**TEXTE SOURCE**:
________________________
Le contexte médico-historique : asthme et neurasthénie
Au cours de sa carrière, le professeur Adrien Proust a édité dix-sept manuels contenant des directives pratiques sur une variété de sujets médicaux.
En 1896, le livre du Dr Edouard Brissaud « L’hygiène des asthmatiques » a été publié, dont Adrien Proust a écrit la préface. Le professeur Brissaud écrit carrément que l’asthme est le résultat d’une névrose, qu’il n’y a pas de remède ou de traitement pour cela, mais que l’on en meurt rarement – heureusement. À l’époque de la publication de ce livre, Marcel s’est rendu à Brissaud pour une consultation8, sans doute sur la base de la recommandation de son père. Il ressort de la correspondance que Marcel a non seulement étudié ce livre à fond, mais même plusieurs fois. Aujourd’hui, nous savons qu’il y a une collection d’erreurs dans ce livre, mais l’autorité combinée de Brissaud et du père Proust a élevé ce livre au rang de référence scientifique sur l’asthme, en particulier aux yeux de Marcel qui appréciait beaucoup l’expertise de son père. Cette lecture n’est pas très utile, pleine d’espoir ou édifiante, au contraire. Là où un médecin, en plus de son expertise médico-technique, devrait être un placebo, ce livre est plutôt un nocebo.
Marcel écrit :
« Et maintenant je viens de lire dans Brissaud que chaque crise qu’on se redonne ainsi détraque je ne sais quoi dans l’organisme et hâte le moment final 9».
Nous soulignons ‘qu’on se redonne’, c’est-à-dire ce que vous vous faites à vous-même. Marcel a lu ce livre à plusieurs reprises et la description terrifiante du processus de détérioration fait une profonde impression.
________________________
**LIGNES EXTRAITES**:

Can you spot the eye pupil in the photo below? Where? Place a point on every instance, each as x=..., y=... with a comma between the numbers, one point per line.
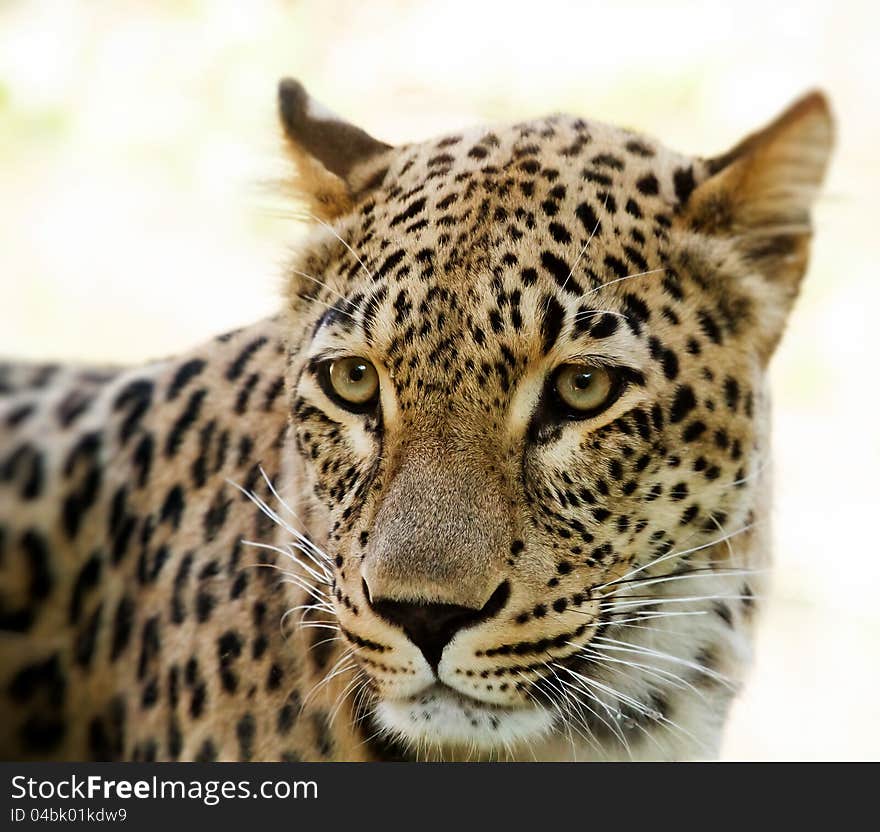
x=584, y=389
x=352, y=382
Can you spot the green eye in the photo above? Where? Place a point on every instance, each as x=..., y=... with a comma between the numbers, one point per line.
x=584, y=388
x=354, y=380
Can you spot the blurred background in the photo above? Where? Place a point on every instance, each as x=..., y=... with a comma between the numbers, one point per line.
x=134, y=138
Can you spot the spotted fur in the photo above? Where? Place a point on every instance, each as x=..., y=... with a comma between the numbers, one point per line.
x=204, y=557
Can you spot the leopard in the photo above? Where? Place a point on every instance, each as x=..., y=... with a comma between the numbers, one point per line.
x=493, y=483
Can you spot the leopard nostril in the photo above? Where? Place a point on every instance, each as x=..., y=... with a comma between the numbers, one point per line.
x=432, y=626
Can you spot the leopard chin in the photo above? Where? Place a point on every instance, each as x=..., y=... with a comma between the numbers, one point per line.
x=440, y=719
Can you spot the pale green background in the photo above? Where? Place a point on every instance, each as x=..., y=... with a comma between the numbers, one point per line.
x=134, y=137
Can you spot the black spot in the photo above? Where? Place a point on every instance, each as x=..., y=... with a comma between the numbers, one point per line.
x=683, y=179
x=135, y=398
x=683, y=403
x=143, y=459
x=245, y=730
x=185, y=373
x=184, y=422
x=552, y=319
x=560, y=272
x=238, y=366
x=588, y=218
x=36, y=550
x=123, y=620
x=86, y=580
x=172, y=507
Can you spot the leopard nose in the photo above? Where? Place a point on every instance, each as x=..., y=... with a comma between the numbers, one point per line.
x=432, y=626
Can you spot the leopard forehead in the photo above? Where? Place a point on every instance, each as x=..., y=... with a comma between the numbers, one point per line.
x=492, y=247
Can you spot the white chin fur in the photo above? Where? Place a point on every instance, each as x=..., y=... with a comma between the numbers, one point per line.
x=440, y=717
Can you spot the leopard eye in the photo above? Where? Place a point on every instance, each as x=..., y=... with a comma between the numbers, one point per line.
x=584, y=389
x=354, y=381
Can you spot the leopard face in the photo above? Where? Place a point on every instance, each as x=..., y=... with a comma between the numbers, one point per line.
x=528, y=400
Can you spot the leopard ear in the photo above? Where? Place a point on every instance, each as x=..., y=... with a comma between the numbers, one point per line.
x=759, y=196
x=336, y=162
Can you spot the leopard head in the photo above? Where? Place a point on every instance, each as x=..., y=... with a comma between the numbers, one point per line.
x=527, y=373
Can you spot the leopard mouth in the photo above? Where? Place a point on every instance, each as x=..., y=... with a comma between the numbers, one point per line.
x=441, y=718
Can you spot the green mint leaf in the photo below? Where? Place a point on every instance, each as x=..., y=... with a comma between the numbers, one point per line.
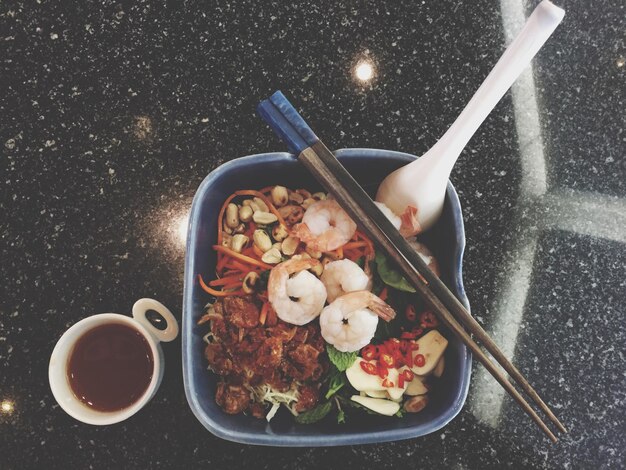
________________________
**CONSIGNES**:
A) Répondez aux questions suivantes d'après le texte sur l'asthme et la neurasthénie :
(i) Combien de manuels Adrien Proust a-t-il édités au cours de sa carrière ?
(ii) En quelle année le livre « L'hygiène des asthmatiques » a-t-il été publié ?
(iii) Selon Brissaud, de quoi l'asthme est-il le résultat ?
B) Veuillez reprendre le texte sur l'asthme et la neurasthénie à la suite de sa dernière phrase.

**RÉPONSES DANS L'ORDRE**:
A)
(i) Dix-sept.
(ii) En 1896.
(iii) D'une névrose.

B)
“Lorsque les crises d’asthme se répètent coup sur coup, sans rémissions, sans repos, pendant des jours, des semaines, des mois, la résistance nerveuse s’épuise ; l’effort est trop grand, surtout trop prolongé pour que l’énergie du malade, mesurée d’avance, y suffise. […] L’asthme aussi semble, en vérité, choisir quelques victimes pour leur faire payer l’invulnérabilité des autres. La névrose cesse alors d’être protectrice. Elle entame si profondément l’organisme, elle redouble si impitoyablement ses coups, que les plus robustes y succombent ; du moins, s’ils ne meurent pas, sont-ils réduits à une manière de misère physiologique telle que les seuls lésions matérielles et destructives des éléments anatomiques peuvent en produire un semblable. […] ce sont les asthmatiques de cette espèce heureusement rare que la cachexie menace plus spécialement. Elle s’installe peu à peu, s’empare d’eux lentement, les amaigrit, les affaiblit, les prive de tout ressort moral ; ils s’abandonnent, cessent de manger, ne dorment plus ; l’anasarque les infiltre, leur myocarde se distend, les bases du poumon se congestionnent, les extrémités se cyanosent, se refroidissent, et ils meurent’10.
En bref, cette citation du livre dit au lecteur que si vous faites partie de ces âmes malheureuses qui sont victimes de l’asthme, rien ne peut vous protéger, et vous êtes condamné à un processus de déclin lent et prolongé, où votre corps et votre esprit meurent progressivement jusqu’à ce que la mort vous libère.
De plus, le Dr Brissaud écrit dans ce même livre :
“Le malade, à beaucoup d’égards, sait ce qui lui est bon, ce qui lui est mauvais. Il a une expérience qui vaut au moins la nôtre, et devant laquelle on fera sagement de s’incliner.”
Pour le lecteur attentif qu’était certainement Proust, cela se lit comme suit : faites ce que vous pensez être le mieux, ou plus précisément : suivez votre propre voie.
Et c’est ce que Marcel fera. Il consulte tout le monde mais n’écoute personne d’autre que lui-même.
Jusqu’en 1905, il consulta régulièrement le docteur Brissaud, mais sa correspondance montre qu’il n’avait pas une très haute opinion du savant professeur :
« Je suis allé ce jour-là voire notre cher « Médecin malgré lui » celui qu’il faut presque battre pour le faire parler médecine, Brissaud, plus beau et plus charmant que jamais11. »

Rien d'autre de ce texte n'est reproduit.